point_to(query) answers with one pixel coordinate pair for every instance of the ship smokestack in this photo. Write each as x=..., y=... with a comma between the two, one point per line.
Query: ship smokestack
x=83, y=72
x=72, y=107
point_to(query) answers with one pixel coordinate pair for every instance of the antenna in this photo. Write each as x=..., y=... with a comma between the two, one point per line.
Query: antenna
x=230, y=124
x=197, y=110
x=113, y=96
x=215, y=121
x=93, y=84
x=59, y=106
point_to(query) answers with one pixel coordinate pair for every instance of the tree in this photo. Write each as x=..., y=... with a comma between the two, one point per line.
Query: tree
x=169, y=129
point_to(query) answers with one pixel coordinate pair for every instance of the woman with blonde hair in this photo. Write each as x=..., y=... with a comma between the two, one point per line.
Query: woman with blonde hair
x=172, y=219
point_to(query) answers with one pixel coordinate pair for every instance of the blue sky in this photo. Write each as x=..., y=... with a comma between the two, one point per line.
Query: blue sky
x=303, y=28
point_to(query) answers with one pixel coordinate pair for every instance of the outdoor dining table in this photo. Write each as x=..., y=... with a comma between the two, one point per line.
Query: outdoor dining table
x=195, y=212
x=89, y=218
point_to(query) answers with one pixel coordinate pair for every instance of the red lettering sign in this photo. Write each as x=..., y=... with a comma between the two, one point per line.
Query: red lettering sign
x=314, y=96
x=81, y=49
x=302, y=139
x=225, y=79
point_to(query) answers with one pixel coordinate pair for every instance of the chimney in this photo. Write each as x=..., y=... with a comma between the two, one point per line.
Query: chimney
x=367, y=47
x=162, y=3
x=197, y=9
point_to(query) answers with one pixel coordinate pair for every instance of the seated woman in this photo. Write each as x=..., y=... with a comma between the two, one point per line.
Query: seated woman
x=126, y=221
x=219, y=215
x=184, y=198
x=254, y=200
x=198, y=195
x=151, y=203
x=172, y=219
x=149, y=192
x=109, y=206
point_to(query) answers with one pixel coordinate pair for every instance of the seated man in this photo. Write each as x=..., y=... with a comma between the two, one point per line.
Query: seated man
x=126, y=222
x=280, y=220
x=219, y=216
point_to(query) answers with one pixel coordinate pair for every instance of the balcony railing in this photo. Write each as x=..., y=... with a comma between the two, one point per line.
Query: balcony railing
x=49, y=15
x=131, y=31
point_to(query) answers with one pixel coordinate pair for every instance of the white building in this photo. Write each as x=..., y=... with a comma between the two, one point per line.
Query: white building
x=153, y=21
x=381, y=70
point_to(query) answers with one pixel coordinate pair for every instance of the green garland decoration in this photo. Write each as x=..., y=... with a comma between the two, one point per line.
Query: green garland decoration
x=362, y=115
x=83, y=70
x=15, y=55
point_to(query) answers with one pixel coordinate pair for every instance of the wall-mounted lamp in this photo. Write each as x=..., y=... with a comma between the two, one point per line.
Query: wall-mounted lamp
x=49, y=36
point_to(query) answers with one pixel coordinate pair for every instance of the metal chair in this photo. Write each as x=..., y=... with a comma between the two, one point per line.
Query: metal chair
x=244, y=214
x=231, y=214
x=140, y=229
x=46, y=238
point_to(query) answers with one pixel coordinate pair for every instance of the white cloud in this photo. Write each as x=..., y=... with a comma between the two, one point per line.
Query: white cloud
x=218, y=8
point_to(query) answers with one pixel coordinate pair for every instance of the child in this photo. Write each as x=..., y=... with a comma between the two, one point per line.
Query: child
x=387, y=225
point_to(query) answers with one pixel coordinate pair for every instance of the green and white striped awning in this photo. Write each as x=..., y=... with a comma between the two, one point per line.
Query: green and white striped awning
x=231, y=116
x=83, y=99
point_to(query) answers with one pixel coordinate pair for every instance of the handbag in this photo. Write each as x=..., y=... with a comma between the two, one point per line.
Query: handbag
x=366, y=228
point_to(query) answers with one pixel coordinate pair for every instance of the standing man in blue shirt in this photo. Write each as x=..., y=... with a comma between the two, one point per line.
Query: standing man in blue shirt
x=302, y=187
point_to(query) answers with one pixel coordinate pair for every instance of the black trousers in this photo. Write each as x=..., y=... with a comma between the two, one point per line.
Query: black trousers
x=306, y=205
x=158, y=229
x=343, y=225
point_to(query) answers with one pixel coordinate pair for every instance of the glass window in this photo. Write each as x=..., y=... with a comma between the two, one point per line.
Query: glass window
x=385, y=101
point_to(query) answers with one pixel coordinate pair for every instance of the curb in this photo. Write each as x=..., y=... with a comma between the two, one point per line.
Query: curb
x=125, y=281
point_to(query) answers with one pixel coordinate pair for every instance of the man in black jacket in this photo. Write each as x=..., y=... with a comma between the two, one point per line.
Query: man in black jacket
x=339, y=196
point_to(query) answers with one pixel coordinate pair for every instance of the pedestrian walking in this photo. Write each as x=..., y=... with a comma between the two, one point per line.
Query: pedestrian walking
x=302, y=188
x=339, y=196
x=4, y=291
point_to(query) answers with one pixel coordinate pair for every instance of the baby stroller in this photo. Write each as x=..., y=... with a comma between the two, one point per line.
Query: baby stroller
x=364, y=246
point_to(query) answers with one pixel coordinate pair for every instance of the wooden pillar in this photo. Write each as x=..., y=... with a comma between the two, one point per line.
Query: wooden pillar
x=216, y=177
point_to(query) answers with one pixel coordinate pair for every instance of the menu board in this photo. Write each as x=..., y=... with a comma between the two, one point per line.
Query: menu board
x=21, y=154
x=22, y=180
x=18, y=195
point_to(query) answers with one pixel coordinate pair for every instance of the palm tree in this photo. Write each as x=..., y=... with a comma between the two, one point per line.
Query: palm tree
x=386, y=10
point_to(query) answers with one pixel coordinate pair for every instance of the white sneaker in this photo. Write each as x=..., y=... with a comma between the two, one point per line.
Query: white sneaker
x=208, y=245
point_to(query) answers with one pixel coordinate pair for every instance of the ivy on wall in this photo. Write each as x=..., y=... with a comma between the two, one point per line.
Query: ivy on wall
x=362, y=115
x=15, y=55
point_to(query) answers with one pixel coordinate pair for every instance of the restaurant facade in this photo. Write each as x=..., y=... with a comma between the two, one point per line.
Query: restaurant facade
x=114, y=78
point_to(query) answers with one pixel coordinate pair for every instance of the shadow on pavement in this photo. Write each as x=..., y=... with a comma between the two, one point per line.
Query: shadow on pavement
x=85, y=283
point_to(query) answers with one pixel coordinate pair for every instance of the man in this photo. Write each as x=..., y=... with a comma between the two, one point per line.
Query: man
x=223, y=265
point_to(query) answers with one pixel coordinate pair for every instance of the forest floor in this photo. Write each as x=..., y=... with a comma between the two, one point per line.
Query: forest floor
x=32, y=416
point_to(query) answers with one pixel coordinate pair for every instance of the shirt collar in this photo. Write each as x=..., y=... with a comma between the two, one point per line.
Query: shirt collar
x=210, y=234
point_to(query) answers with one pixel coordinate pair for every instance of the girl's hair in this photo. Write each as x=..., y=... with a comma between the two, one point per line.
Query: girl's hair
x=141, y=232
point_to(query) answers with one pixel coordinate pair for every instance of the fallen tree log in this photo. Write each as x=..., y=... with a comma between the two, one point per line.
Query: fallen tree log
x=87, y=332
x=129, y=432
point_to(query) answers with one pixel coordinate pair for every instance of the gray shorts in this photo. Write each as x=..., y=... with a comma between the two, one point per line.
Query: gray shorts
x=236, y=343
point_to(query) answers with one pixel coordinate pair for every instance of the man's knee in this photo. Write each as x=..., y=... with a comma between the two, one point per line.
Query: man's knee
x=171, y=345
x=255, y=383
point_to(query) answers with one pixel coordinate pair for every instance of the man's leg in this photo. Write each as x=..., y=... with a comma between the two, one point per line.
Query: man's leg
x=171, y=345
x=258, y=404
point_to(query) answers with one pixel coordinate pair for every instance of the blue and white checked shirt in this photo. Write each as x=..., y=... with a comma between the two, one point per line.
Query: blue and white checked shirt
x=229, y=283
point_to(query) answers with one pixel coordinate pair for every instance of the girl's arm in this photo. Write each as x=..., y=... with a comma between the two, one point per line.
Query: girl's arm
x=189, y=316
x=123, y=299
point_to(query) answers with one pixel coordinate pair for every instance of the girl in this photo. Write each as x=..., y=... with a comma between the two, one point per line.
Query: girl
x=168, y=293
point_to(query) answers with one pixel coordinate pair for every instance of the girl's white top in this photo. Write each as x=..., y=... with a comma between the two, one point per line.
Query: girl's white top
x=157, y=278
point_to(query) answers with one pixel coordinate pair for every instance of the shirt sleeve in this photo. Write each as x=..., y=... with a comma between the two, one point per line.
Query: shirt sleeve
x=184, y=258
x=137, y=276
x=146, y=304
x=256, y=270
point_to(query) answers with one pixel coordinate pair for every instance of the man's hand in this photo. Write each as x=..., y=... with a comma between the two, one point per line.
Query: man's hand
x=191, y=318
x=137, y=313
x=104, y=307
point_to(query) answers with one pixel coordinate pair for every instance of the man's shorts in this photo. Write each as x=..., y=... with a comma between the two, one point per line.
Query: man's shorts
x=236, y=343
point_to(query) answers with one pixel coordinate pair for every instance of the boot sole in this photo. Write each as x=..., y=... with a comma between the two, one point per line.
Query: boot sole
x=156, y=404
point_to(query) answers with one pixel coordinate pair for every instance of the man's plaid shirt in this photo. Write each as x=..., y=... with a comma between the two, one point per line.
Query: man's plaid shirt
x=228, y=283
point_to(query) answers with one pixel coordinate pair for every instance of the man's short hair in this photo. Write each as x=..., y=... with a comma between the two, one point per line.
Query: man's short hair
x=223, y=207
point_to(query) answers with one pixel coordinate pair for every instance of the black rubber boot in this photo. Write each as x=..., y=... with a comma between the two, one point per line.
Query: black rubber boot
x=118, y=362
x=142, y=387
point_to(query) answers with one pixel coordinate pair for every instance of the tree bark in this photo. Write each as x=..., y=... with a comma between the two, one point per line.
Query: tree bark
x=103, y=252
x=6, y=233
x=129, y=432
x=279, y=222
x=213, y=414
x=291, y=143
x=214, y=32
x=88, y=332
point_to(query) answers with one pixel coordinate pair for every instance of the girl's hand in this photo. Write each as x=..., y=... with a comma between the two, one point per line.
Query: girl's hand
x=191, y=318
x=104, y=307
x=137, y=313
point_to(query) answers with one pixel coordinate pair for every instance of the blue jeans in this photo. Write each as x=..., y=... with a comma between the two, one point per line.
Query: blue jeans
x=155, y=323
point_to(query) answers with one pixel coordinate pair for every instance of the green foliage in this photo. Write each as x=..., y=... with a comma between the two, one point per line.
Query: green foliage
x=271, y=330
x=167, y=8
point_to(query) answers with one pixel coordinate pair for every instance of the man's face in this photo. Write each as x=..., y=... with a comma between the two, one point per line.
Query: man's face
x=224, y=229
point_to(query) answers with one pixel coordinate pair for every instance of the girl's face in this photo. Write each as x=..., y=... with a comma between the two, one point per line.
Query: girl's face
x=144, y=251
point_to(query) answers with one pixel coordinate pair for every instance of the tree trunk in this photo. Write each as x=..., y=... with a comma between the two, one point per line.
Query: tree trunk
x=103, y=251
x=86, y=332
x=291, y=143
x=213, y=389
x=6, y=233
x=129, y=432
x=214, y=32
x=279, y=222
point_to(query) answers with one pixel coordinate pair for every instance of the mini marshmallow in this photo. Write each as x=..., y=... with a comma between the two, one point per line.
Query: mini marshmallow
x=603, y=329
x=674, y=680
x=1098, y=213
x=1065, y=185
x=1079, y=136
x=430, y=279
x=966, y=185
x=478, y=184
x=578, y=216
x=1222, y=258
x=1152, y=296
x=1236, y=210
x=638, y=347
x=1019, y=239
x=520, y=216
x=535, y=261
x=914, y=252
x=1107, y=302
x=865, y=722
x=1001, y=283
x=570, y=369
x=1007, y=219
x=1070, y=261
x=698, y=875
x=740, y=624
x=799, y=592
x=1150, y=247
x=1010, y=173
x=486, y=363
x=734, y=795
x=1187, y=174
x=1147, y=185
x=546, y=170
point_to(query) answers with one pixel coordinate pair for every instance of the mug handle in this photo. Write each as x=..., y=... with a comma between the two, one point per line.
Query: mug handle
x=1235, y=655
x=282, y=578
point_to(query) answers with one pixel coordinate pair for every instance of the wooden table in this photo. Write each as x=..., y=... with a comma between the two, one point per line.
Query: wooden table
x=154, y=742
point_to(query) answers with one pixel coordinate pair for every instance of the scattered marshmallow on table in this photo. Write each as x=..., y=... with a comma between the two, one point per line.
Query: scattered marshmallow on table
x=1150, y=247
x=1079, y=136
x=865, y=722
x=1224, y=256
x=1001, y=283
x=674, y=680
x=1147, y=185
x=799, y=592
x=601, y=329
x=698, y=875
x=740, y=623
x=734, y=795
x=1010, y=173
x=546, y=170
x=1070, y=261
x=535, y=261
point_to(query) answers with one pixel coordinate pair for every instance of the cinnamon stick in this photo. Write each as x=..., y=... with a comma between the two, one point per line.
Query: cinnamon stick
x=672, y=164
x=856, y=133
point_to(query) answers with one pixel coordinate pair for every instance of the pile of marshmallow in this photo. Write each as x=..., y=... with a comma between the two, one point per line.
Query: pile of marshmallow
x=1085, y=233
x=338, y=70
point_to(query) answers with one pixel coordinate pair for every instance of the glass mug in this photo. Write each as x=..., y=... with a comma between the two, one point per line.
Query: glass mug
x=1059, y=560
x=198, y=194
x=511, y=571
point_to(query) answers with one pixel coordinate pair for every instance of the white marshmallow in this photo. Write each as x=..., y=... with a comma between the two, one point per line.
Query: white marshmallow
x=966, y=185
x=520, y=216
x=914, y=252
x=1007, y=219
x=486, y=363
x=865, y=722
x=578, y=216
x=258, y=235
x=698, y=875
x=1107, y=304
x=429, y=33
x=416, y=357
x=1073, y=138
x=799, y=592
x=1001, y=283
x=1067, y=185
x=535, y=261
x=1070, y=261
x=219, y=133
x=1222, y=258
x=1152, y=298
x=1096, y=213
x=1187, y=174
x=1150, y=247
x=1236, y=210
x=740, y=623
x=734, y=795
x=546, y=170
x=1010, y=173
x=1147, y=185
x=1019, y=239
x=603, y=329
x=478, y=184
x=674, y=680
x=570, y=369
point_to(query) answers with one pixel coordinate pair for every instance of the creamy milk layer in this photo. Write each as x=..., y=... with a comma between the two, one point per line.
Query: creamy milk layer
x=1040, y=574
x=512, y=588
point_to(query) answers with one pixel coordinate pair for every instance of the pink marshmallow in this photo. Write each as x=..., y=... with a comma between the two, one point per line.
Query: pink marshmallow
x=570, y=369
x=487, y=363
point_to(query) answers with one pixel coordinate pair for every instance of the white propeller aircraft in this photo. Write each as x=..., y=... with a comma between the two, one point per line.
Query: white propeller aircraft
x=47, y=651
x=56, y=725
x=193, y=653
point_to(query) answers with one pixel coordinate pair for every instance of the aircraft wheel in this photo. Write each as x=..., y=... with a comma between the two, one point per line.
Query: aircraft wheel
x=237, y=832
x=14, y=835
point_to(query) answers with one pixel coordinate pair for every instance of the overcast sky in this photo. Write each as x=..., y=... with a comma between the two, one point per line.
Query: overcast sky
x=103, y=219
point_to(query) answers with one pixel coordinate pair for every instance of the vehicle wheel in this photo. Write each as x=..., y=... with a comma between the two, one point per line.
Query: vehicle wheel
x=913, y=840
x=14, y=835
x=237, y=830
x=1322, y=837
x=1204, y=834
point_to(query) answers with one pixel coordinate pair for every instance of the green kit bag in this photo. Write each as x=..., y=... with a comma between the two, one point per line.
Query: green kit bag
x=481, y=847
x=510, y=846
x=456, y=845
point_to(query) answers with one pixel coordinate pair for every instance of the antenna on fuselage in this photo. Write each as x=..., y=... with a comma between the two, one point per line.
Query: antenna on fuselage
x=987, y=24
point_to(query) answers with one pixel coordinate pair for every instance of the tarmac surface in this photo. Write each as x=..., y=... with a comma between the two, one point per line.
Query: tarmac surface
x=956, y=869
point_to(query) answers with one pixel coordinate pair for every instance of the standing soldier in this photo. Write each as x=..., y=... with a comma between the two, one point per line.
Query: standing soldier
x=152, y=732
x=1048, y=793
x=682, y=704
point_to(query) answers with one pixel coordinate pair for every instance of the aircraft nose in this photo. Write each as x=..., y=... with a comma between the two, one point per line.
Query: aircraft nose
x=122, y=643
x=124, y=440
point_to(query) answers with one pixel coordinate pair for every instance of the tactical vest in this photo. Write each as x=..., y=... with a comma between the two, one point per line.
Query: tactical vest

### What you should do
Rescale the lines from the one containing "of the overcast" through the last line of the items, both ends included. Give every line again, requests included, with each pixel coordinate in the answers multiplied by 0.6 and rounded to a whole number, halves rounded up. Leave the requests unchanged, and return only these lines.

### Result
point_to(query) answers with one pixel coordinate pair for every instance of the overcast sky in this photo. Write each as x=..., y=... with a comma between the two, one point per line.
Query: overcast sky
x=62, y=131
point_to(query) answers with one pixel coordinate pair for every instance of the vehicle wheel in this photo. Write each as x=..., y=... with a comma between the two, one point per line.
Query: vehicle wheel
x=548, y=504
x=8, y=501
x=142, y=498
x=793, y=502
x=722, y=500
point_to(query) answers with one pixel coordinate pair for every instance of the green kit bag in this photo. Write each as x=..., y=... with a comma between the two, one point per line.
Query: green kit bag
x=289, y=508
x=306, y=508
x=274, y=507
point_to(query) answers with one pixel coordinate pair for every instance of the antenna on fuselage in this photo. Write each as x=..., y=... with a comma between the two, one point per line.
Query: antenna on fuselage
x=592, y=14
point_to(query) answers with one pixel coordinate pair for every instance of the tarmac surface in this photo. Write each as x=..., y=... with a comma between the two, one point per line.
Query: tarmac surface
x=574, y=521
point_to(query) answers with one pixel coordinate pair for every instance of the standing soldier in this photo. Write each as x=..., y=... with a comma between the two, one point per line.
Query: standing soldier
x=91, y=439
x=629, y=476
x=409, y=422
point_to(query) answers with one pixel coordinate pair for every instance of the aircraft nose in this photo. Write each as x=..., y=... with a comma between the two, one point per line.
Query: aircraft nose
x=73, y=386
x=74, y=264
point_to(query) answers with one pixel coordinate pair for every instance of the tactical vest in this photo. Write each as x=..., y=... with a comma between the two, one point per line.
Query: tactical vest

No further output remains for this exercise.